* start MATERIAL SUPPLIED *
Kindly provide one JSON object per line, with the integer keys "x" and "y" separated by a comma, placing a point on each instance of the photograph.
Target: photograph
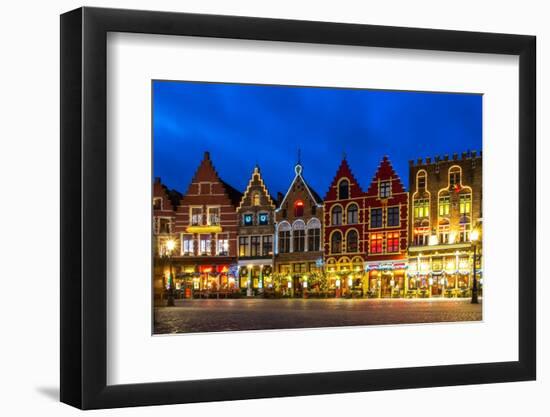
{"x": 301, "y": 207}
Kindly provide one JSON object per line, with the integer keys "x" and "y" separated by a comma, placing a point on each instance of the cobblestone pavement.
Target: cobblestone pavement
{"x": 190, "y": 316}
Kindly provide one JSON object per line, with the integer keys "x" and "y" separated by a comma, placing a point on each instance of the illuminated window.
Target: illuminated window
{"x": 465, "y": 203}
{"x": 352, "y": 214}
{"x": 256, "y": 199}
{"x": 284, "y": 238}
{"x": 157, "y": 203}
{"x": 352, "y": 241}
{"x": 314, "y": 235}
{"x": 443, "y": 233}
{"x": 392, "y": 241}
{"x": 376, "y": 217}
{"x": 343, "y": 190}
{"x": 299, "y": 236}
{"x": 187, "y": 245}
{"x": 196, "y": 216}
{"x": 298, "y": 208}
{"x": 248, "y": 219}
{"x": 165, "y": 225}
{"x": 444, "y": 205}
{"x": 243, "y": 246}
{"x": 454, "y": 177}
{"x": 223, "y": 245}
{"x": 213, "y": 216}
{"x": 205, "y": 245}
{"x": 421, "y": 180}
{"x": 254, "y": 245}
{"x": 336, "y": 242}
{"x": 421, "y": 208}
{"x": 421, "y": 236}
{"x": 267, "y": 245}
{"x": 393, "y": 216}
{"x": 263, "y": 219}
{"x": 385, "y": 189}
{"x": 336, "y": 216}
{"x": 376, "y": 242}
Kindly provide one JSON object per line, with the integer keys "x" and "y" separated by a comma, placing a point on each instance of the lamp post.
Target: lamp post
{"x": 474, "y": 238}
{"x": 169, "y": 248}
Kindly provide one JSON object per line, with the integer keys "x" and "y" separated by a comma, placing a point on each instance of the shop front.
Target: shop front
{"x": 386, "y": 279}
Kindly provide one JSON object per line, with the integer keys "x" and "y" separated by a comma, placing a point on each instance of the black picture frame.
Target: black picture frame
{"x": 84, "y": 207}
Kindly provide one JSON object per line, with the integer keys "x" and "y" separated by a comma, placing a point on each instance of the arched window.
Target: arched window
{"x": 454, "y": 177}
{"x": 336, "y": 242}
{"x": 313, "y": 235}
{"x": 284, "y": 237}
{"x": 343, "y": 190}
{"x": 421, "y": 180}
{"x": 256, "y": 199}
{"x": 352, "y": 214}
{"x": 351, "y": 241}
{"x": 299, "y": 236}
{"x": 298, "y": 208}
{"x": 336, "y": 216}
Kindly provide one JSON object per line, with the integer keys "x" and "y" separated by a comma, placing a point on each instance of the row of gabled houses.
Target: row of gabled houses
{"x": 382, "y": 241}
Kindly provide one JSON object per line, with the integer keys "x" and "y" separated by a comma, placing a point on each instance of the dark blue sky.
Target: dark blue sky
{"x": 242, "y": 125}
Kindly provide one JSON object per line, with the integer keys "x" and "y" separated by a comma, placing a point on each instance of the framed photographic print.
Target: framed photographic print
{"x": 258, "y": 208}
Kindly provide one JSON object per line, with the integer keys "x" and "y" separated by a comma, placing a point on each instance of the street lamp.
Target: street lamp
{"x": 474, "y": 237}
{"x": 169, "y": 249}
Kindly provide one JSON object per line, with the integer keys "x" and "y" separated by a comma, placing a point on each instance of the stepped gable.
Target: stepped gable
{"x": 256, "y": 182}
{"x": 344, "y": 171}
{"x": 385, "y": 172}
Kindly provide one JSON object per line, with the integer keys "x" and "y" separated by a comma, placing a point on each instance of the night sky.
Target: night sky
{"x": 243, "y": 125}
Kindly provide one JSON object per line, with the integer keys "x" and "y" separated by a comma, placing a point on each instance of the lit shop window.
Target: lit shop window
{"x": 352, "y": 214}
{"x": 336, "y": 216}
{"x": 376, "y": 217}
{"x": 256, "y": 199}
{"x": 352, "y": 241}
{"x": 392, "y": 242}
{"x": 421, "y": 208}
{"x": 205, "y": 245}
{"x": 444, "y": 205}
{"x": 196, "y": 216}
{"x": 213, "y": 216}
{"x": 393, "y": 216}
{"x": 298, "y": 208}
{"x": 385, "y": 189}
{"x": 376, "y": 242}
{"x": 343, "y": 190}
{"x": 248, "y": 219}
{"x": 263, "y": 219}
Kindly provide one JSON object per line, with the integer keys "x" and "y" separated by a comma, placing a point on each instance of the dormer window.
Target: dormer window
{"x": 298, "y": 208}
{"x": 343, "y": 190}
{"x": 248, "y": 219}
{"x": 256, "y": 199}
{"x": 385, "y": 189}
{"x": 157, "y": 203}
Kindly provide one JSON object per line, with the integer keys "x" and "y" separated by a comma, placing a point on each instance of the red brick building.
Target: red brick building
{"x": 206, "y": 225}
{"x": 344, "y": 233}
{"x": 386, "y": 210}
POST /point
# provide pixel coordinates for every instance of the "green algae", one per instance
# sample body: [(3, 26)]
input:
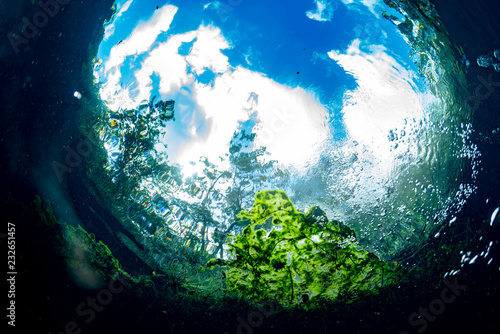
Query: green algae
[(302, 258)]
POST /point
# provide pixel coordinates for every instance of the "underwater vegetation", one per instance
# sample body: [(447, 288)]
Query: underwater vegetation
[(302, 258)]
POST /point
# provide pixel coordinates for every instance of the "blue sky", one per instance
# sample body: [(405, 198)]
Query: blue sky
[(311, 73)]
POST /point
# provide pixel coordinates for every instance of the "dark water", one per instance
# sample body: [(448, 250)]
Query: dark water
[(39, 121)]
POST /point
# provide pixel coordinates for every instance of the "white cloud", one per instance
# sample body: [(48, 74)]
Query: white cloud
[(139, 41), (142, 37), (110, 28), (292, 123), (370, 4), (324, 11), (206, 52)]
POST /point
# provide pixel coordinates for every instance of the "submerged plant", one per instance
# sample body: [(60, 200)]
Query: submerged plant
[(300, 257)]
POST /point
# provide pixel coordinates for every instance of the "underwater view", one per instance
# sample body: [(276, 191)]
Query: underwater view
[(238, 166)]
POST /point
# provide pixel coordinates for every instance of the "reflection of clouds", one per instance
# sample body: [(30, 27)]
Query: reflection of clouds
[(385, 97), (324, 11)]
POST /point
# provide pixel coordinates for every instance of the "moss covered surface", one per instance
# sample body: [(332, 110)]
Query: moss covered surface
[(304, 258)]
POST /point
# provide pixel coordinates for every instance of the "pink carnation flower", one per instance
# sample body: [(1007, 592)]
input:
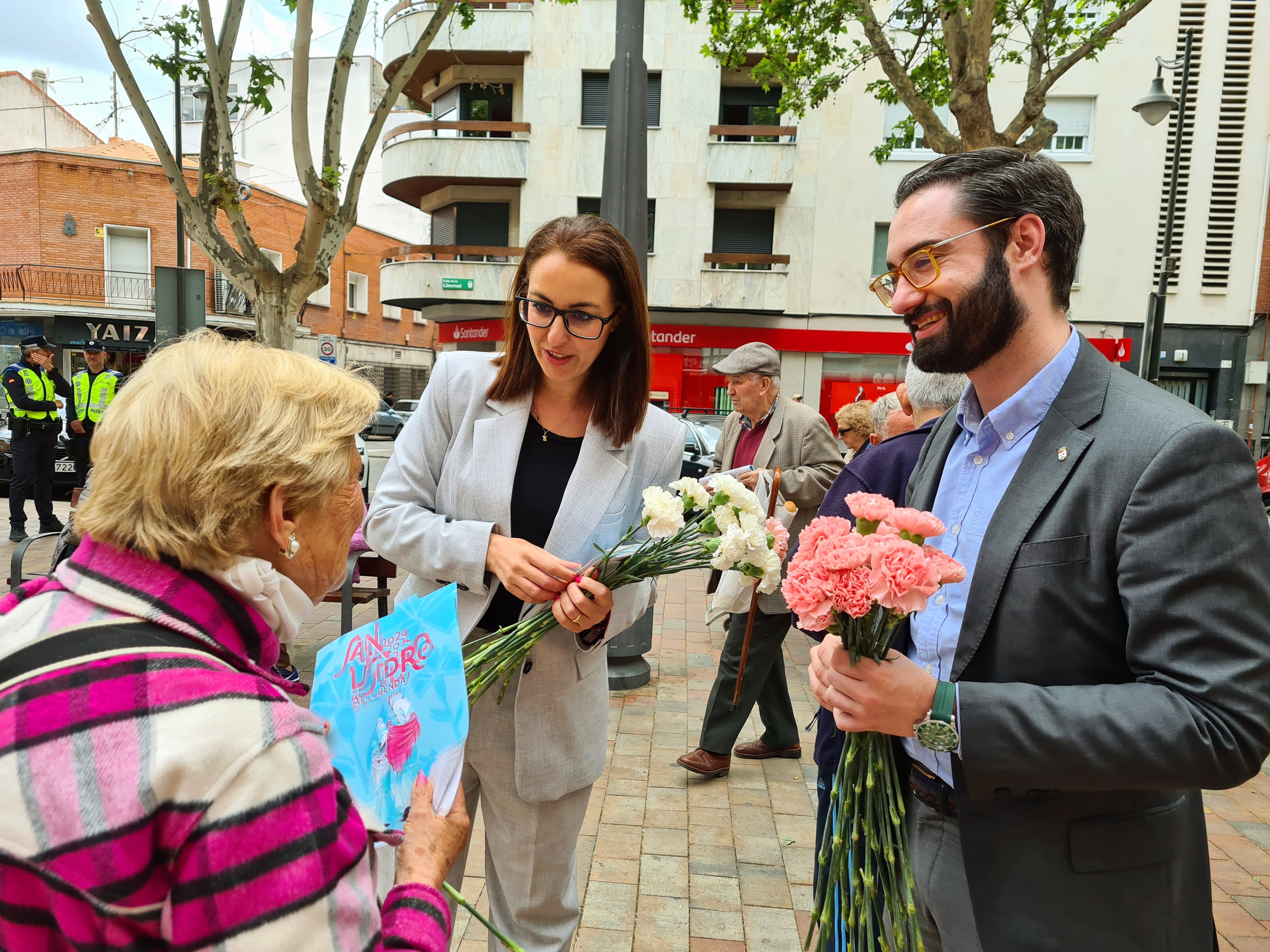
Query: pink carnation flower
[(950, 570), (869, 506), (781, 536), (916, 522), (808, 592), (851, 593), (902, 575)]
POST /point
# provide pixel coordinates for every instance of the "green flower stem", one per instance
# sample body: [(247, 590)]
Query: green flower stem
[(455, 895)]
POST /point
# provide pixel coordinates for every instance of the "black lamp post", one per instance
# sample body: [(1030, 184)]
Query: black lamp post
[(1154, 108)]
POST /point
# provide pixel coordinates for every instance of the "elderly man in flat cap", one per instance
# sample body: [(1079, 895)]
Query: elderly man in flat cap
[(769, 432)]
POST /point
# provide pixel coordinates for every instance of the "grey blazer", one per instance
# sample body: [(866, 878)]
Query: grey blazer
[(449, 487), (799, 442), (1114, 659)]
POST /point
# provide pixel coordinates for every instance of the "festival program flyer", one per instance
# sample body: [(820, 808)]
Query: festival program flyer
[(394, 695)]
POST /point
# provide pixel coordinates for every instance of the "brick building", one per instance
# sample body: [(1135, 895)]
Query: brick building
[(86, 226)]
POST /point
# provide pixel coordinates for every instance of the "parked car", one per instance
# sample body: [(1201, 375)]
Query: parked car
[(64, 461), (386, 423), (699, 444)]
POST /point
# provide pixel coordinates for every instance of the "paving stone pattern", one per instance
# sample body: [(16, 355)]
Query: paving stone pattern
[(671, 862)]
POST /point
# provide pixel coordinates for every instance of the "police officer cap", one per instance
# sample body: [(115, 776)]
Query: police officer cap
[(753, 357)]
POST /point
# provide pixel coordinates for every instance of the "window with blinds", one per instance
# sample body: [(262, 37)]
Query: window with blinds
[(745, 231), (1192, 17), (911, 144), (1230, 146), (595, 99), (1075, 118), (591, 206)]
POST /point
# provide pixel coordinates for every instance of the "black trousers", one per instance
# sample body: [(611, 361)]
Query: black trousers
[(764, 685), (81, 444), (33, 475)]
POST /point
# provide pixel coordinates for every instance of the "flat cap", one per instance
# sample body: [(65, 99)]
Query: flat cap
[(753, 357)]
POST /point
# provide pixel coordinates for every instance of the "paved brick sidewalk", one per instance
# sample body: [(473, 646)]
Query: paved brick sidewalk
[(671, 862)]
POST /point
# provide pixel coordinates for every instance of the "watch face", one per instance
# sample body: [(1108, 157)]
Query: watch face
[(938, 735)]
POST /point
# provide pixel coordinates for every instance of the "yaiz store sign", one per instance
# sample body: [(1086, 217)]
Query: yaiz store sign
[(116, 334)]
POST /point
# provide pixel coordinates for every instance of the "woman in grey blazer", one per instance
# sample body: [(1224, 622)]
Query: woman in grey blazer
[(503, 480)]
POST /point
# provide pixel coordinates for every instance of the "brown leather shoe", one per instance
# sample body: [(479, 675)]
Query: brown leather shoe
[(705, 763), (759, 751)]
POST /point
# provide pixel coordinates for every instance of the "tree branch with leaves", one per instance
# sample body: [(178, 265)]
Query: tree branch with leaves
[(933, 54), (206, 58)]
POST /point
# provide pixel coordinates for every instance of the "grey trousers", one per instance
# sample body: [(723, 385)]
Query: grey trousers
[(531, 848), (943, 895), (764, 683)]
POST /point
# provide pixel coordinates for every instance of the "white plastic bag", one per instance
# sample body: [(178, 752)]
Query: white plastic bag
[(733, 596)]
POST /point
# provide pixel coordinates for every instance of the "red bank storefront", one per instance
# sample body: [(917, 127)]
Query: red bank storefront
[(854, 365)]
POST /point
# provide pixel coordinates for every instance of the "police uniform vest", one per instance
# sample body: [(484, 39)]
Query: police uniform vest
[(38, 386), (92, 402)]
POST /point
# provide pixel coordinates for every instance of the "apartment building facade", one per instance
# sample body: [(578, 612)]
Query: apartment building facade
[(769, 228), (86, 228)]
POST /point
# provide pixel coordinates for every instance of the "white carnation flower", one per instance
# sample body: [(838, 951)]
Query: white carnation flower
[(731, 487), (771, 579), (733, 545), (663, 513), (690, 489)]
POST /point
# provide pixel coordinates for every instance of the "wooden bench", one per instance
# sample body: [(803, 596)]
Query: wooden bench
[(368, 564), (20, 554)]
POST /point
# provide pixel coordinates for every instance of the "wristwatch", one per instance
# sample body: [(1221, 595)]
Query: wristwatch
[(938, 732)]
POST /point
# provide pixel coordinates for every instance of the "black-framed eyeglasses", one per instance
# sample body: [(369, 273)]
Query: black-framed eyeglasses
[(540, 314)]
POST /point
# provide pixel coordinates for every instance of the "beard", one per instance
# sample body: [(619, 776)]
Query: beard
[(978, 328)]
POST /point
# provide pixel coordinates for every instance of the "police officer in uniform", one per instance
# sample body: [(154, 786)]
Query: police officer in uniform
[(32, 388), (94, 390)]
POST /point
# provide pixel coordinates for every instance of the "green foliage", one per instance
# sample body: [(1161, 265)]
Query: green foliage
[(191, 63), (811, 48), (332, 176)]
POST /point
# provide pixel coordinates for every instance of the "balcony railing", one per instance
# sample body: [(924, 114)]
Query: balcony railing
[(431, 6), (753, 134), (456, 130), (491, 254), (37, 282), (745, 262)]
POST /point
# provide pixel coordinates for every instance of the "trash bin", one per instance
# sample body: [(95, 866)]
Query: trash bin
[(626, 666)]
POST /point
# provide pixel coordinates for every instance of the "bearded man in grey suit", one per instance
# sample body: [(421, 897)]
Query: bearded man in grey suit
[(1109, 652)]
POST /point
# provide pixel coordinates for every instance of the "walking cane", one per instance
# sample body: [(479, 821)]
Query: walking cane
[(753, 598)]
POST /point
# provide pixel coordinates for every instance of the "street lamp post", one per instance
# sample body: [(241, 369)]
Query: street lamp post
[(1154, 108)]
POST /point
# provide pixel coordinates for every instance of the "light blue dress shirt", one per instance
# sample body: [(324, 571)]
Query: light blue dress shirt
[(980, 466)]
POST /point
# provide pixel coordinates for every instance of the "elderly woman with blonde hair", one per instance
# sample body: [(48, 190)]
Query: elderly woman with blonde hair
[(164, 790)]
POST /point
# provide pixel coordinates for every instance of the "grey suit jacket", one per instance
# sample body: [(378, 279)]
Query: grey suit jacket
[(799, 442), (1114, 659), (449, 487)]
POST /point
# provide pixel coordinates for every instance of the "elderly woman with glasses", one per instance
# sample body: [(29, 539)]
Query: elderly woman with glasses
[(164, 790), (510, 474)]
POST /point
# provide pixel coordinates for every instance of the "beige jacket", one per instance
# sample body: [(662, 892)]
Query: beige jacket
[(449, 487), (799, 442)]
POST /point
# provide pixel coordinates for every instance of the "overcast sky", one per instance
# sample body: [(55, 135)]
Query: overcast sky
[(55, 36)]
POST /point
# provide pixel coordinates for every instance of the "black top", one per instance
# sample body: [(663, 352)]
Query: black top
[(543, 473)]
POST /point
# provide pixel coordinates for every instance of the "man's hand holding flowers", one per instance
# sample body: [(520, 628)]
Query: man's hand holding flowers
[(874, 696)]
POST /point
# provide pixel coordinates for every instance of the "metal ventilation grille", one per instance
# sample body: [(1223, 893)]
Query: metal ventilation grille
[(1192, 16), (1230, 145)]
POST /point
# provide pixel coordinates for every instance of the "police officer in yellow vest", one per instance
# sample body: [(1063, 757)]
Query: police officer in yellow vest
[(94, 390), (32, 388)]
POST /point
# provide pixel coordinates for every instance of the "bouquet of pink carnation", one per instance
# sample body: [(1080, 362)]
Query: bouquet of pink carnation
[(860, 584)]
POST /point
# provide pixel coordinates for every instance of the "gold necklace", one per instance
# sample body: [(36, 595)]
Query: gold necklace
[(534, 413)]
* end MATERIAL SUPPLIED *
_DIRECTIVE_
Could you copy the data word for word, starting at the line containing "red brick building." and ending with the line containing "[(311, 73)]", both included? Leave out the pictures.

_WRITTEN SOLUTION_
Kindly provide one JSON object per line, with the integer keys "x" and "y" separated by a comma, placing a point on each instance of the red brick building.
Target: red brick building
{"x": 206, "y": 225}
{"x": 344, "y": 233}
{"x": 386, "y": 210}
POST /point
# provide pixel coordinates for every instance of the "green algae", one per instance
# sample body: [(3, 26)]
input:
Query: green algae
[(302, 258)]
POST /point
# provide pixel coordinates for every instance of the "underwater vegetation", one per instance
# sample body: [(447, 288)]
Query: underwater vegetation
[(302, 258)]
POST /point
# provide pixel coordinates for every instance of the "blue sky", one per instance
# sample body: [(405, 198)]
Query: blue sky
[(311, 73)]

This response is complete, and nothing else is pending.